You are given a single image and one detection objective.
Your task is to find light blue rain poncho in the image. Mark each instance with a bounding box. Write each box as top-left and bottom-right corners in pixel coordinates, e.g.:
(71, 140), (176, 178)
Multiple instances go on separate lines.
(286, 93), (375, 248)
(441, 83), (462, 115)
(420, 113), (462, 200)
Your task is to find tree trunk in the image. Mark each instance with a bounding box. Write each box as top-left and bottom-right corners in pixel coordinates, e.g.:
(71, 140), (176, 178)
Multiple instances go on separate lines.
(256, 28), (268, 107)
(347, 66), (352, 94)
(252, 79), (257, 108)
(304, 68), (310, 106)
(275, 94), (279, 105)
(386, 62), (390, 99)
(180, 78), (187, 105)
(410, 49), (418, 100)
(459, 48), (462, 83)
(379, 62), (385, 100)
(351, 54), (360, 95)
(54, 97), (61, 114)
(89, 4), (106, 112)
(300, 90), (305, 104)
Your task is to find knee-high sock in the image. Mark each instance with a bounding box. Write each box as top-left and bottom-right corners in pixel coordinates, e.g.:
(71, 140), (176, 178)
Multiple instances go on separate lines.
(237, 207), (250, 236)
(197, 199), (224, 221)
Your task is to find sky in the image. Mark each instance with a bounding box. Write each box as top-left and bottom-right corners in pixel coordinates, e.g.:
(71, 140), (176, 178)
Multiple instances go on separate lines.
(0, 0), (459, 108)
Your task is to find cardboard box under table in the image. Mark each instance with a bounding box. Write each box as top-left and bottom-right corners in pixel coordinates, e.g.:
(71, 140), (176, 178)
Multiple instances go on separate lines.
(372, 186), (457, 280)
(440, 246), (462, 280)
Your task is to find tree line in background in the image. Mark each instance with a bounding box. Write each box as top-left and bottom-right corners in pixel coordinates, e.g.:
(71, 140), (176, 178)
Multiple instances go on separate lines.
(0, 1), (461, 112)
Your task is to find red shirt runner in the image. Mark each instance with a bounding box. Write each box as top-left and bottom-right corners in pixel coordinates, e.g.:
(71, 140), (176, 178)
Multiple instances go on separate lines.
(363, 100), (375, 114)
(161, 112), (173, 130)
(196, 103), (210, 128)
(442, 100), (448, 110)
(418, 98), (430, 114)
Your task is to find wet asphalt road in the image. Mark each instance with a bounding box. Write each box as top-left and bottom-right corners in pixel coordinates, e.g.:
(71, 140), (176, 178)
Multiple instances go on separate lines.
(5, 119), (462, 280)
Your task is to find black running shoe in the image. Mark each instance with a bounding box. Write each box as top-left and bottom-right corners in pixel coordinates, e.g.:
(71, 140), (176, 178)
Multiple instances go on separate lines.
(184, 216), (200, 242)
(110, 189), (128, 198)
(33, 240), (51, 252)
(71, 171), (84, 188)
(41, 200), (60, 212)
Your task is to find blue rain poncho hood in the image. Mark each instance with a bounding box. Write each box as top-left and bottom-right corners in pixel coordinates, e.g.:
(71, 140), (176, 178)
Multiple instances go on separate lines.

┄┄┄┄┄┄┄┄┄┄

_Exercise details_: Reply with the number of lines above in which the word "poncho" appears, and with nothing else.

_Answer for this exercise_: 2